Raw records
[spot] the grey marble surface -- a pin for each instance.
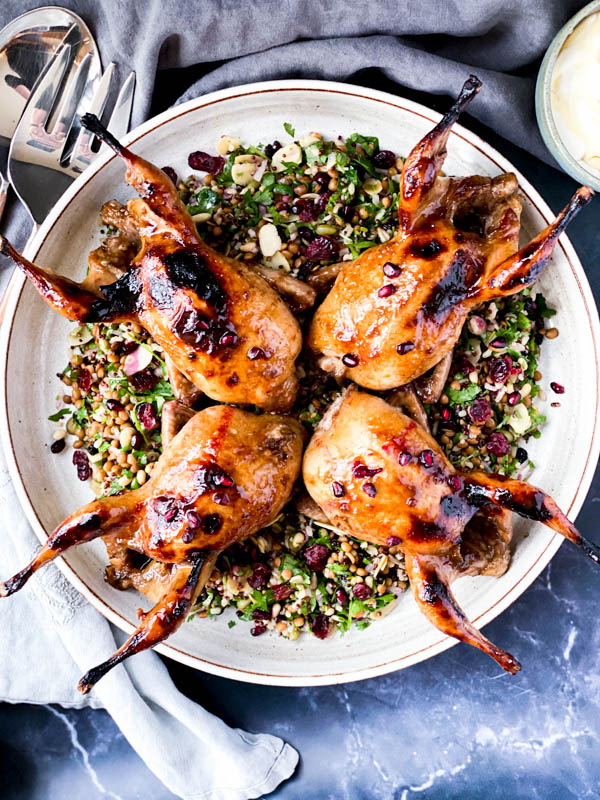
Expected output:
(453, 727)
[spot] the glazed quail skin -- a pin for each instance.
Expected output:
(371, 470)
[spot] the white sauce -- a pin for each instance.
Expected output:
(575, 93)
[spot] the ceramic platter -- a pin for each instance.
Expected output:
(33, 348)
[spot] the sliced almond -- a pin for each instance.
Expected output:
(269, 240)
(290, 154)
(244, 167)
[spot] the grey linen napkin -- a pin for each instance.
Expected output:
(428, 45)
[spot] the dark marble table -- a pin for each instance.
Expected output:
(453, 727)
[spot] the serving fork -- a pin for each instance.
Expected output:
(49, 148)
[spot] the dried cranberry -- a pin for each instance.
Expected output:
(338, 489)
(81, 461)
(260, 573)
(480, 410)
(500, 368)
(143, 381)
(391, 270)
(323, 248)
(271, 149)
(342, 597)
(498, 444)
(147, 417)
(426, 458)
(384, 159)
(282, 591)
(212, 523)
(350, 359)
(114, 405)
(319, 625)
(256, 352)
(171, 173)
(84, 380)
(387, 290)
(361, 591)
(206, 163)
(316, 556)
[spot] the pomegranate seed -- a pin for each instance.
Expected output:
(316, 556)
(498, 444)
(480, 410)
(81, 461)
(256, 352)
(147, 417)
(342, 597)
(114, 405)
(391, 270)
(229, 337)
(171, 173)
(338, 489)
(221, 498)
(260, 573)
(282, 591)
(350, 360)
(323, 248)
(319, 625)
(204, 162)
(212, 523)
(361, 591)
(387, 290)
(384, 159)
(426, 458)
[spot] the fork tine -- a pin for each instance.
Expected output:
(118, 123)
(81, 148)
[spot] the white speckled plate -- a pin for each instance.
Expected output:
(33, 349)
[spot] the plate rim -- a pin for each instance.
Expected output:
(18, 282)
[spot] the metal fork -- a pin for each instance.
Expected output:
(49, 148)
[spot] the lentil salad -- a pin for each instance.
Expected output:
(297, 207)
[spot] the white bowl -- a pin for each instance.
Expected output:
(34, 349)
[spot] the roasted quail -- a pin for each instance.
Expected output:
(399, 308)
(219, 321)
(224, 476)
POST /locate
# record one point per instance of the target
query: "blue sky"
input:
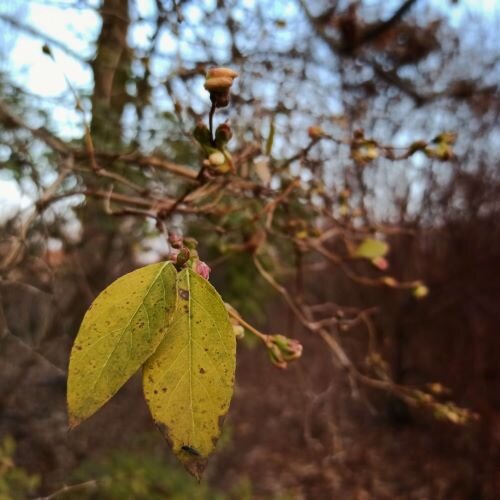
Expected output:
(77, 28)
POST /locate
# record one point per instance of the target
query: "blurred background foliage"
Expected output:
(132, 73)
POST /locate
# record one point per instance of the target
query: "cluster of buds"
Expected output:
(184, 254)
(282, 350)
(218, 83)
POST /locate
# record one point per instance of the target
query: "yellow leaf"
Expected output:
(122, 328)
(188, 382)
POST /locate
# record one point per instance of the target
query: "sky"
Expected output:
(41, 76)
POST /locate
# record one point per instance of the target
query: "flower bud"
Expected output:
(182, 257)
(223, 135)
(218, 83)
(202, 269)
(175, 240)
(315, 132)
(283, 350)
(216, 159)
(222, 72)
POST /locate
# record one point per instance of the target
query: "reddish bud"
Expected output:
(202, 269)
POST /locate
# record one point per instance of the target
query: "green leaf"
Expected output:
(188, 382)
(122, 328)
(371, 249)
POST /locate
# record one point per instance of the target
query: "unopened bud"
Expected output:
(182, 256)
(223, 135)
(222, 72)
(420, 291)
(175, 240)
(202, 269)
(315, 132)
(216, 159)
(283, 350)
(381, 263)
(218, 84)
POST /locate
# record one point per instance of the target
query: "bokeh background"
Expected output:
(400, 70)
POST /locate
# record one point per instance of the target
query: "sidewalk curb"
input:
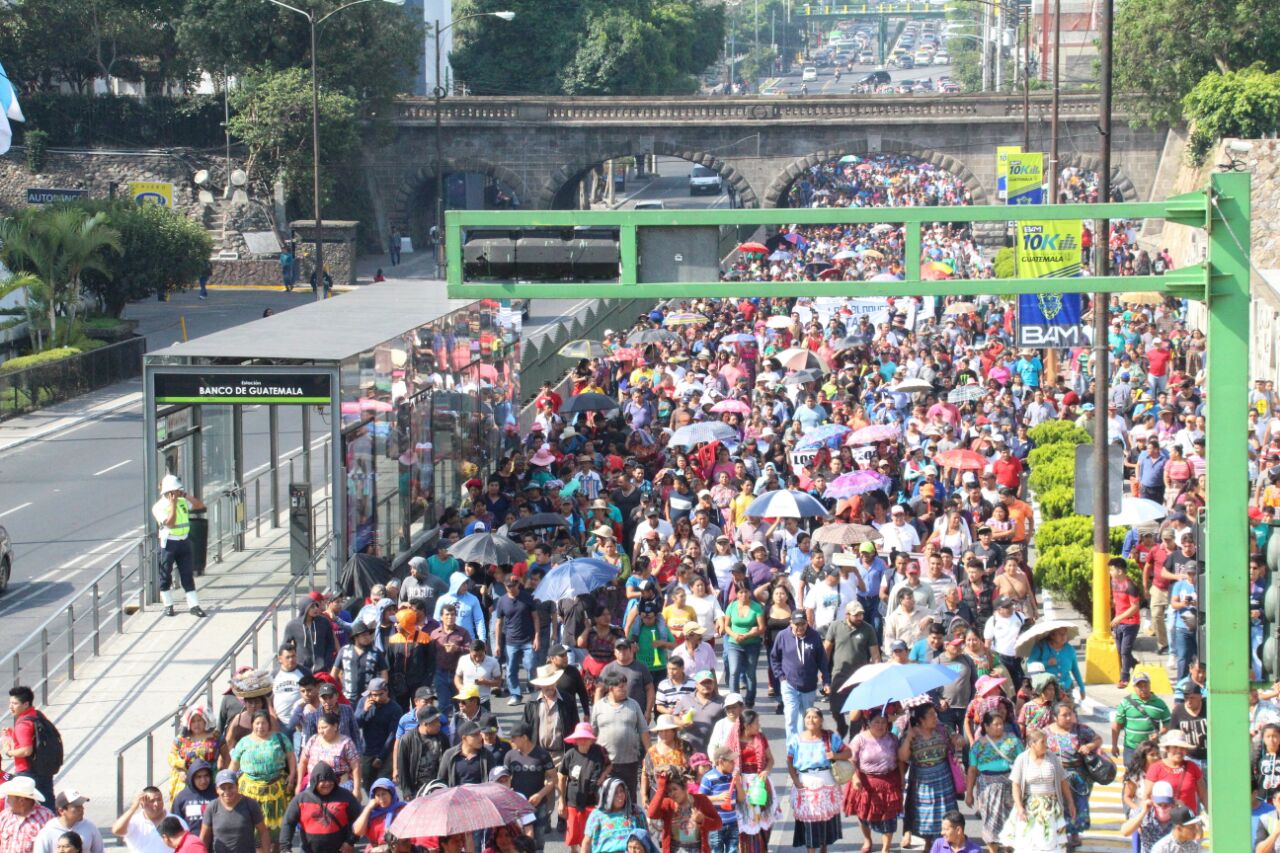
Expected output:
(74, 420)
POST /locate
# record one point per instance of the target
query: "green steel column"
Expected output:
(1225, 544)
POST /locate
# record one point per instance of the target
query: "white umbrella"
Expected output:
(1136, 511)
(865, 671)
(913, 386)
(1040, 630)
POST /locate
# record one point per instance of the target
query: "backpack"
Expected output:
(48, 757)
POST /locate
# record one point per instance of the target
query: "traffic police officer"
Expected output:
(173, 514)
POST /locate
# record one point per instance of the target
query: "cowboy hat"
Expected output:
(547, 676)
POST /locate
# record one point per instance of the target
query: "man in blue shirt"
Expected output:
(1151, 471)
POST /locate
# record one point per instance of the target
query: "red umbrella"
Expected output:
(961, 460)
(466, 808)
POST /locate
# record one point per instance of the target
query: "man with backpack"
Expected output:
(33, 742)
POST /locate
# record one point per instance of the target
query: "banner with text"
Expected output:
(1025, 179)
(1002, 154)
(1050, 250)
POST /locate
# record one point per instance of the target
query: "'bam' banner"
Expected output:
(1050, 250)
(1025, 179)
(1002, 154)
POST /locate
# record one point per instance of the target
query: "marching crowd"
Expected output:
(835, 498)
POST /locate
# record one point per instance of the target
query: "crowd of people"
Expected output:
(722, 638)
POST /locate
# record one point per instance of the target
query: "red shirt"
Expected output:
(1184, 781)
(24, 735)
(1157, 361)
(1124, 594)
(1008, 471)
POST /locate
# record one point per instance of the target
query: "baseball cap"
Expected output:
(72, 797)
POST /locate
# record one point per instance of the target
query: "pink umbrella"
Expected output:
(466, 808)
(872, 434)
(732, 406)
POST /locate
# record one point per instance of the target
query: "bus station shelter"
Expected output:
(353, 419)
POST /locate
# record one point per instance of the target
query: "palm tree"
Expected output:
(33, 301)
(58, 245)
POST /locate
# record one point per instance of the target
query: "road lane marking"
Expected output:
(21, 506)
(114, 466)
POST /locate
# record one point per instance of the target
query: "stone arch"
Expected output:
(412, 181)
(572, 173)
(1120, 182)
(862, 147)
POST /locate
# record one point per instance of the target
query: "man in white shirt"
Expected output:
(897, 534)
(479, 669)
(71, 819)
(140, 824)
(1001, 635)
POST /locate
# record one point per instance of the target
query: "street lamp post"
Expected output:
(315, 127)
(439, 95)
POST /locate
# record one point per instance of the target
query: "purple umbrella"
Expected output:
(856, 483)
(873, 434)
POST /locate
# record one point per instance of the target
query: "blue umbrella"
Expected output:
(828, 434)
(782, 503)
(897, 684)
(575, 578)
(700, 433)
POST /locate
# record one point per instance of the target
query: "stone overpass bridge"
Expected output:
(542, 147)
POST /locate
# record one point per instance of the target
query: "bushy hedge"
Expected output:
(1054, 432)
(1056, 502)
(39, 359)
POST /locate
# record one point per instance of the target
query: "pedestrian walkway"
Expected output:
(144, 673)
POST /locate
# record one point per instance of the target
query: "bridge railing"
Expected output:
(748, 109)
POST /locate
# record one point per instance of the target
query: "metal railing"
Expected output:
(257, 500)
(50, 652)
(31, 388)
(264, 632)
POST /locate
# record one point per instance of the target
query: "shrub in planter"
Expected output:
(1052, 432)
(1057, 502)
(1054, 473)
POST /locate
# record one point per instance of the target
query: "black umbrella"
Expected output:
(539, 520)
(589, 401)
(488, 548)
(652, 336)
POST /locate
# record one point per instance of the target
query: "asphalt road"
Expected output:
(827, 85)
(73, 501)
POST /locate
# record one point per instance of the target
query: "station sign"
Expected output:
(214, 388)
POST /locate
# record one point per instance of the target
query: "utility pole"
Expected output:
(1027, 80)
(1101, 660)
(986, 49)
(1057, 91)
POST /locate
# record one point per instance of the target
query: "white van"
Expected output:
(703, 179)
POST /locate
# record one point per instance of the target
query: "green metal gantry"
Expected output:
(1221, 282)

EXERCISE: Copy the records above exactly. The pictures are not part of the copy.

COMPLETED TASK:
[spot] the grey marble surface -- a pin for each instance.
Expected output:
(453, 727)
[spot] the glazed quail skin -- a pin for each instance.
Expected output:
(371, 470)
[spot] the white sauce -- a pin for each instance.
Expected output:
(575, 93)
[spot] the ceramic platter -- a pin for each instance.
Expected output:
(33, 348)
[spot] the sliced almond -- a pin for each instance.
Expected output:
(269, 240)
(290, 154)
(244, 167)
[spot] the grey linen napkin -- a pin for each instance.
Expected output:
(428, 45)
[spot] the dark marble table -- a pin for each instance.
Expected output:
(453, 727)
[spot] the serving fork -- a pin for each instance.
Expected output:
(49, 148)
[spot] the dried cranberry -- a pin for each instance.
Expected output:
(338, 489)
(81, 461)
(260, 573)
(480, 410)
(500, 368)
(143, 381)
(391, 270)
(323, 248)
(271, 149)
(342, 597)
(498, 444)
(147, 417)
(426, 458)
(384, 159)
(282, 591)
(212, 523)
(350, 359)
(114, 405)
(319, 625)
(256, 352)
(171, 173)
(84, 380)
(387, 290)
(361, 591)
(206, 163)
(316, 556)
[spot] the pomegranate seed -- a pin for each instance.
Expected output:
(316, 556)
(498, 444)
(480, 410)
(81, 461)
(256, 352)
(147, 417)
(342, 597)
(114, 405)
(391, 270)
(229, 337)
(171, 173)
(338, 489)
(221, 498)
(260, 573)
(282, 591)
(350, 360)
(323, 248)
(319, 625)
(204, 162)
(212, 523)
(361, 591)
(387, 290)
(384, 159)
(426, 458)
[spot] the fork tine -- a pin for each instance.
Expected output:
(118, 123)
(81, 148)
[spot] the white speckled plate -- a pin for each instance.
Expected output:
(33, 349)
[spot] the plate rim -- a pin for each instance.
Expected output:
(18, 282)
[spot] the metal fork -- a pin for each instance.
Expected output:
(49, 148)
[spot] the lentil salad -- a pin for each instance.
Expected output:
(297, 207)
[spot] the white bowl -- a pin for each instance.
Expected output:
(34, 349)
[spot] the roasted quail -- a pin for each instance.
Expected output:
(399, 308)
(219, 321)
(224, 476)
POST /locate
# record one point per instance of the target
query: "blue sky"
input:
Expected output:
(77, 28)
POST /locate
# record one point per instance of the target
query: "blurred background foliage"
Expected output:
(132, 73)
POST /locate
# record one point per instance of the target
query: "cluster of buds"
Expected output:
(184, 254)
(282, 350)
(218, 83)
POST /locate
# record one point per instance of the target
query: "yellow leaf"
Expected output:
(122, 328)
(188, 382)
POST /locate
# record one point per instance of the target
query: "sky"
Expected output:
(41, 76)
POST /locate
# record one point per instance of the target
query: "flower bud"
Expected output:
(182, 257)
(223, 135)
(218, 83)
(202, 269)
(175, 240)
(315, 132)
(283, 350)
(216, 159)
(222, 72)
POST /locate
# record one point per instance of the target
query: "reddish bud"
Expected output:
(202, 269)
POST /locate
# record one point per instance of the target
query: "green leaf"
Expected output:
(188, 382)
(122, 328)
(371, 249)
POST /locate
# record one point per instance of the target
query: "unopened bud"
Expected output:
(182, 256)
(223, 135)
(222, 72)
(420, 291)
(175, 240)
(202, 269)
(315, 132)
(216, 159)
(283, 350)
(381, 263)
(218, 84)
POST /locate
# record one point per instance of the target
query: "bokeh background"
Expected output:
(400, 70)
POST /locate
# record one point per instance of the target
query: "sidewalk curb"
input:
Expected output:
(74, 420)
POST /locate
# record one point per instance of the target
query: "green steel column"
Expected output:
(1225, 544)
POST /locate
# record one point per instance of the target
query: "white umbrella"
Expected output:
(1136, 511)
(865, 671)
(913, 386)
(1040, 630)
POST /locate
# record one point per instance of the target
query: "backpack"
Expected output:
(48, 757)
POST /locate
# record one point per instance of the target
query: "traffic police officer"
Expected output:
(173, 514)
POST /locate
# record one point per instance of the target
query: "cowboy hat"
Expected output:
(547, 676)
POST /locate
# record one point per instance of the target
query: "man in blue shirt"
Expected output:
(1151, 471)
POST /locate
# record one point per instance of the target
query: "red umbrella"
Expected output:
(961, 460)
(466, 808)
POST /locate
# record one point per instance of the target
query: "man with backpack"
Expected output:
(33, 742)
POST /locate
# record one point per instance of the target
query: "banner with text"
Expected output:
(1025, 179)
(1002, 154)
(1050, 250)
POST /locate
# record one point per instance of the target
query: "'bam' banner"
Expected output:
(1050, 250)
(1025, 179)
(1002, 154)
POST /locate
# record one point per instance of the target
query: "marching crowd"
Expected output:
(835, 498)
POST /locate
# record one point per instance of the target
query: "crowd of people"
Expected output:
(722, 638)
POST /locate
# record one point per instance of the target
query: "red shirt"
Expected output:
(1184, 781)
(24, 735)
(1157, 361)
(1124, 594)
(1008, 471)
POST /locate
# record one point per instance of the target
query: "baseball cap"
Expected output:
(72, 797)
POST /locate
# record one point per instance of the target
query: "pink umbrella"
Expected output:
(466, 808)
(872, 434)
(732, 406)
POST /locate
# record one point per instance of the target
query: "bus station shelter"
Expected output:
(353, 419)
POST /locate
# record one point per instance of the target
query: "palm tree"
Expected output:
(33, 301)
(58, 245)
POST /locate
# record one point per instance of the target
query: "road lane marking"
Expected output:
(21, 506)
(114, 466)
POST /locate
# record one point per instance of the target
query: "stone arch"
Expected output:
(412, 181)
(572, 173)
(1120, 182)
(862, 147)
POST /locate
# record one point per instance of the target
query: "man in white shirt"
Expected output:
(897, 534)
(479, 669)
(71, 819)
(140, 824)
(1001, 635)
POST /locate
# record one point per instance of the target
query: "street lamp post"
Expected output:
(315, 127)
(439, 95)
POST /locate
# record one point per instance of the target
query: "purple umbrella"
Expected output:
(856, 483)
(873, 434)
POST /locate
# record one point per instance of the target
query: "blue umbrella"
Expected output:
(828, 434)
(782, 503)
(897, 684)
(575, 578)
(700, 433)
POST /locate
# record one point per instance of the target
query: "stone overpass bridge"
Expected output:
(542, 147)
POST /locate
# record one point per instance of the target
query: "bushy hedge"
Expected output:
(1054, 432)
(1056, 502)
(39, 359)
POST /locate
# record one point per instance of the target
query: "pedestrian walkway"
Expected output:
(144, 673)
POST /locate
# record one point per instance of the target
query: "bridge railing"
Expected output:
(748, 109)
POST /locate
# record one point per instance of the target
query: "metal railing"
Expected output:
(257, 500)
(50, 652)
(31, 388)
(264, 632)
POST /locate
# record one point per instance of the target
query: "shrub in planter"
Expected output:
(1052, 432)
(1057, 502)
(1054, 473)
POST /locate
# record one point per instance of the target
query: "black umbrella"
Expected output:
(539, 520)
(589, 401)
(488, 548)
(652, 336)
POST /locate
# record one point per instance of the target
query: "asphalt road"
Expected output:
(827, 85)
(73, 501)
POST /locate
# record one point per instance of the target
query: "station sign"
Expected output:
(214, 388)
POST /locate
# record one point per instance of the target
query: "utility pole"
Expected output:
(1027, 80)
(1101, 660)
(986, 49)
(1057, 91)
POST /locate
# record one point per instance of the target
query: "white van"
Expected output:
(703, 179)
POST /locate
# record one point per instance of the target
query: "green metal gantry"
Expected output:
(1221, 282)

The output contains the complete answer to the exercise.